Kali Uchis: „Es hat keinen Sinn, die Bedürfnisse anderer zu befriedigen“
Pünktlich zur Veröffentlichung ihres neuen Albums „Isolation“ haben wir mit Shootingstar Kali Uchis darüber gesprochen, warum es nichts bringt, die Erwartungen anderer zu erfüllen – und warum (Macht-) Missbrauch nichts mit einem Dresscode zu tun hat.
Text: Hafeezah Nazim/Bild: Felipe Q. Noguiera via NYLON.com
Als ich Kali Uchis (kennt ihr aus unserer Ausgabe #2) frage, wo sie ist, sagt sie mir, sie sei zuhause L.A. ist. Das ist nur eine kleine Frage, die ich in allen meinen Telefoninterviews stelle, eine journalistische Taktik, die ich adaptiert habe, um die Angst zu lindern, bevor ich in die wirkliche Diskussion starte. Bei jedem anderen Interview denke ich nie wieder an das kleinste Detail. Normalerweise schlurfe ich , nachdem ich aufgelegt habe, zurück zu meinem Schreibtisch, um die Audiodatei auf meinen Computer zu laden, darüber nachzudenken, was ich als nächstes essen sollte, und mit meinem Tag fortzufahren. Aber das hier war anders. Als ich zu meinem Schreibtisch zurückkehre, denke ich an Uchis, eingerollt auf ihrer Wohnzimmercouch, wie sie ihr Telefon perfekt in ihren langen, manikürten Händen hält und mit mir darüber spricht, warum sie sich nicht mehr von Negativität beeinflussen lässt, und in diesem Moment merke ich, dass ich ihr glaube. Uchis ist zu Hause. Nicht in L.A. – sie hat ihr Zuhause in sich selbst gefunden.

_DATENSÄTZE_

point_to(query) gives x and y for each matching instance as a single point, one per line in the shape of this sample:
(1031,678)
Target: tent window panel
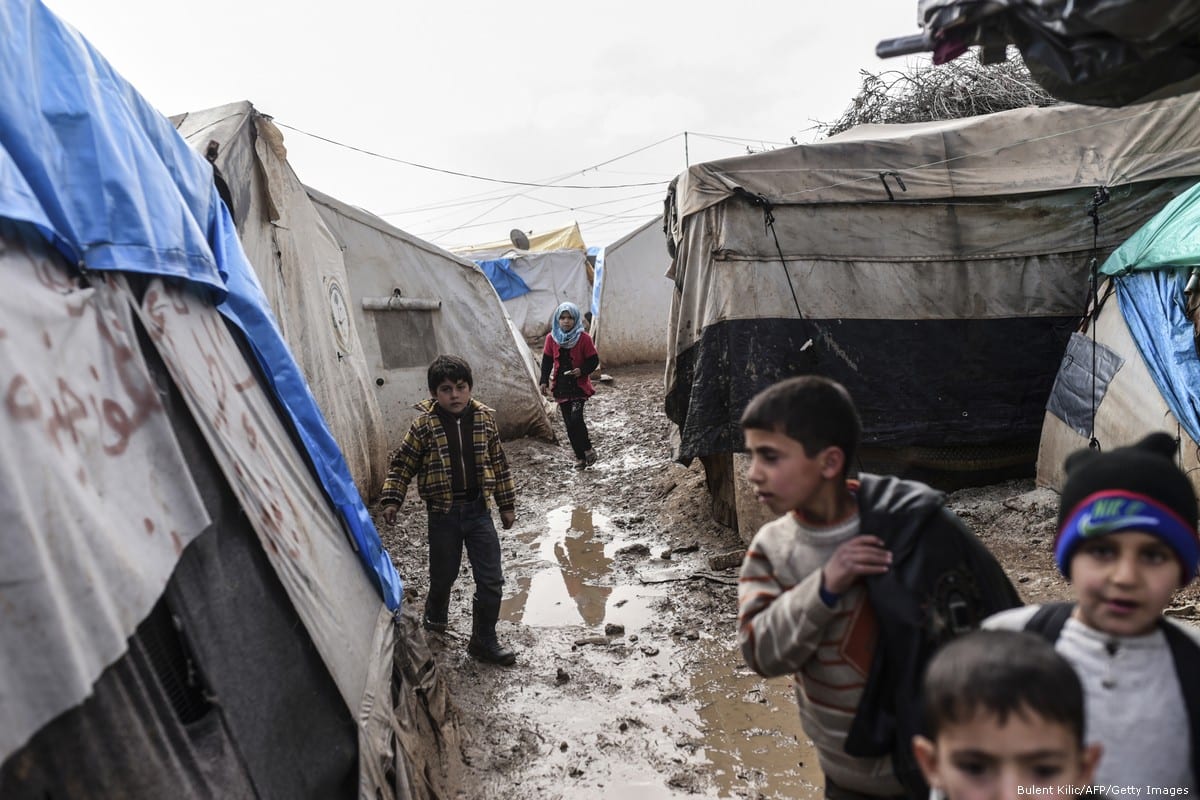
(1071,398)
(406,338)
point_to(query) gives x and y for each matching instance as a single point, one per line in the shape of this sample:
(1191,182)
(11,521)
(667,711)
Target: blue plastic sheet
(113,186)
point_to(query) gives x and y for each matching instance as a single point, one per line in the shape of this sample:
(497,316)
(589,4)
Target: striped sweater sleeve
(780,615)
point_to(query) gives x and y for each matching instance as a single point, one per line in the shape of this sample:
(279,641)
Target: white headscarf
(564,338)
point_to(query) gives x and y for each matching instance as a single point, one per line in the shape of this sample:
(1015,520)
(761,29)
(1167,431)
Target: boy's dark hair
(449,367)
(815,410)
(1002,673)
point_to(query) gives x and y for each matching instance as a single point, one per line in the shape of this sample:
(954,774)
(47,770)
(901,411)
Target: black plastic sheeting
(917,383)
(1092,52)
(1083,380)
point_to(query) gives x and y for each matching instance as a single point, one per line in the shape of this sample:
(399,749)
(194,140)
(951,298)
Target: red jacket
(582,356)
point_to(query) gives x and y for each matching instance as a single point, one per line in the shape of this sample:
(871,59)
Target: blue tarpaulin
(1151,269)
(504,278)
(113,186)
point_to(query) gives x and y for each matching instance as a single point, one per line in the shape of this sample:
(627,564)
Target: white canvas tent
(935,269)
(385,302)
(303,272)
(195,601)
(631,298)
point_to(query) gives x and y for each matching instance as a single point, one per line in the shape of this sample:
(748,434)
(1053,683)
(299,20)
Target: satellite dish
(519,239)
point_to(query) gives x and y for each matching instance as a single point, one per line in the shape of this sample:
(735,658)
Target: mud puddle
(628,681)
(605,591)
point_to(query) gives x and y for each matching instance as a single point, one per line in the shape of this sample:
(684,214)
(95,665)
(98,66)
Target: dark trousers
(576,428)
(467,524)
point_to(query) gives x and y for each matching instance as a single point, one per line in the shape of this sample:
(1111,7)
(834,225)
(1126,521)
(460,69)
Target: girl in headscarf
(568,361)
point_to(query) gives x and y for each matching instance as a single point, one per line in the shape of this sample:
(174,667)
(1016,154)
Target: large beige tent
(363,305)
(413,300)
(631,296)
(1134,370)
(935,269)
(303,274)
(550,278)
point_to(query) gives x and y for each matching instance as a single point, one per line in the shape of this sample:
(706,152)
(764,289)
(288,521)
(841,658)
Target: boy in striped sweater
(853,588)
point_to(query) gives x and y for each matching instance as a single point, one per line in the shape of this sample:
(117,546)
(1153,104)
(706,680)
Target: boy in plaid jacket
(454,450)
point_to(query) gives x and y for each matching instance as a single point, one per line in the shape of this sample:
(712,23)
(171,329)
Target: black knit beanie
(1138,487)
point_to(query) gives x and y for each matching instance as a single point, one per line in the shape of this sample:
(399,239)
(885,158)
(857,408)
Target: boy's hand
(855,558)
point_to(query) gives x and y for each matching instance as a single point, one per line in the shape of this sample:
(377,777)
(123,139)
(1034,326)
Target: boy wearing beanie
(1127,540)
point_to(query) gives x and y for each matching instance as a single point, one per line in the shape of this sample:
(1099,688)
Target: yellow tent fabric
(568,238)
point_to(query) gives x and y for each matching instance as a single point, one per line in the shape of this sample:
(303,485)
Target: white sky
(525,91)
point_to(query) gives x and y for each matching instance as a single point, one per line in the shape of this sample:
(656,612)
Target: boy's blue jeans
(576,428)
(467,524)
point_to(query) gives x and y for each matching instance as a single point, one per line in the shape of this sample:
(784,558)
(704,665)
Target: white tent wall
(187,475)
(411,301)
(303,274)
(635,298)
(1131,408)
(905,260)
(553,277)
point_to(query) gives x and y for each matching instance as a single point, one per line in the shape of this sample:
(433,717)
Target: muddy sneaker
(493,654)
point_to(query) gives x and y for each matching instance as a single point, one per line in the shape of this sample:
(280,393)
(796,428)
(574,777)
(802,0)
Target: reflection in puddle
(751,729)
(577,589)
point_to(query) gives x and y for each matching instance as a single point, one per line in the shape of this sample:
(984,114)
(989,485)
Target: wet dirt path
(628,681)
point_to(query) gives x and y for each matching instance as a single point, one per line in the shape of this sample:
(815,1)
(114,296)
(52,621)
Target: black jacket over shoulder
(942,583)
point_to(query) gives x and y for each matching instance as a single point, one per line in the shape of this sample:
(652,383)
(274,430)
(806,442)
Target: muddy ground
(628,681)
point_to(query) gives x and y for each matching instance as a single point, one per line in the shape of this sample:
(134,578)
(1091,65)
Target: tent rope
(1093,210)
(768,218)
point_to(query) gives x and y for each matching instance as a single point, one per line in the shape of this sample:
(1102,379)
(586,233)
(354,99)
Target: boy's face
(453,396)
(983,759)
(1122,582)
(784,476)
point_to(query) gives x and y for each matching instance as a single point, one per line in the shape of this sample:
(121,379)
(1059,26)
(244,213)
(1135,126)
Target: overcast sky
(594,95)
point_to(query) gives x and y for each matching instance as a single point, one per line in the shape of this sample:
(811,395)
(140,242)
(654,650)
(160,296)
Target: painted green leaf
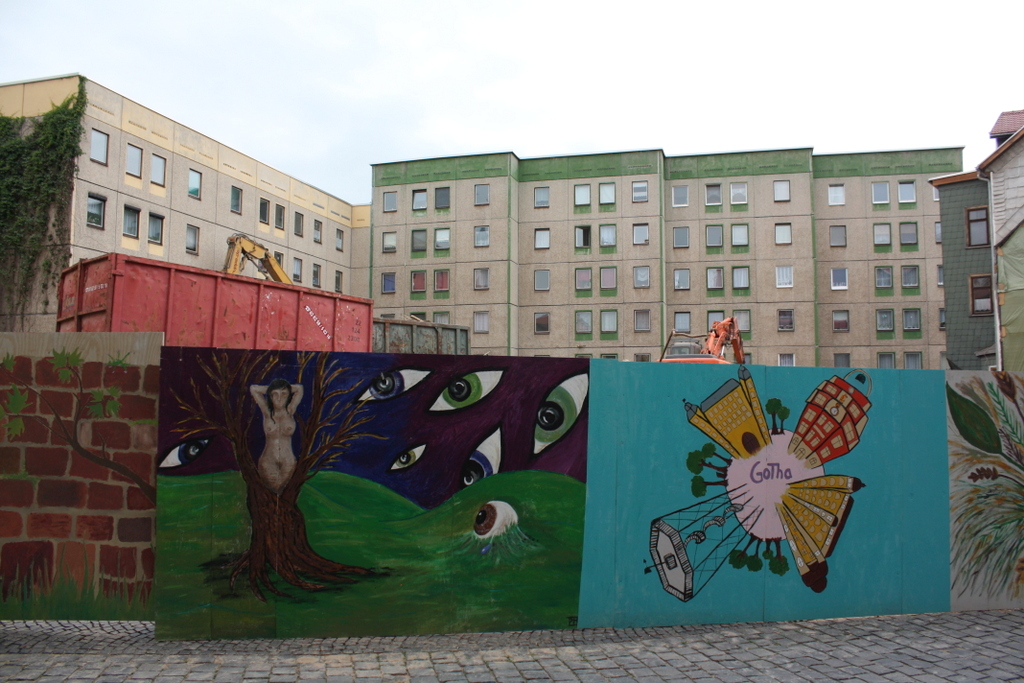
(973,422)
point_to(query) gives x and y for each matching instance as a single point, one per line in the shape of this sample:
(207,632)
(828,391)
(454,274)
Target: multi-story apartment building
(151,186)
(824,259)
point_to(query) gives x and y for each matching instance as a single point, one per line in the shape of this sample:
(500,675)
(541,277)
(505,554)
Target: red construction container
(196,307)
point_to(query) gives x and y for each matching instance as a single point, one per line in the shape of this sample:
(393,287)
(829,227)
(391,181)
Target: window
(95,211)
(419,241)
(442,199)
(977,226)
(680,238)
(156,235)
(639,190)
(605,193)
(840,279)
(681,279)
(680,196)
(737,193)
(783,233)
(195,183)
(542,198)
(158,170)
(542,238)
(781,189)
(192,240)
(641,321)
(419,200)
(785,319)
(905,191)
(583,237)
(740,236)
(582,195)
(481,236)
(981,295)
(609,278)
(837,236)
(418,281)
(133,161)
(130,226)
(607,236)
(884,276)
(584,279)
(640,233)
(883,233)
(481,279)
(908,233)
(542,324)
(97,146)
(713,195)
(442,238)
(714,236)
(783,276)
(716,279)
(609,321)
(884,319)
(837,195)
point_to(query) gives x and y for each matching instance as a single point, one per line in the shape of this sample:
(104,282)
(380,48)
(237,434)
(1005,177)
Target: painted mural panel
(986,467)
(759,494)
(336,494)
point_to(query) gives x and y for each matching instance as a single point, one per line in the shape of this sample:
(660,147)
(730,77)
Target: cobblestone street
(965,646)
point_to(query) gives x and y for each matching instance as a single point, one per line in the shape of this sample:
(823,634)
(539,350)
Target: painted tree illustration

_AUFGABEN_
1 - Zähle alle Tätigkeiten auf, die die interviewende Person laut dem Text über Kali Uchis normalerweise nach dem Auflegen erledigt.
2 - Wähle jede Zeile der Datensätze aus, die die Zeichenfolge „tent“ enthält, wobei Groß- und Kleinschreibung zu beachten ist.

_LÖSUNGEN_
1 -
- zurück zum Schreibtisch schlurfen
- die Audiodatei auf den Computer laden
- darüber nachdenken, was als Nächstes gegessen werden sollte
- mit dem Tag fortfahren

2 -
Target: tent window panel
Target: white canvas tent
Target: large beige tent
Target: yellow tent fabric
Target: white tent wall
Target: tent rope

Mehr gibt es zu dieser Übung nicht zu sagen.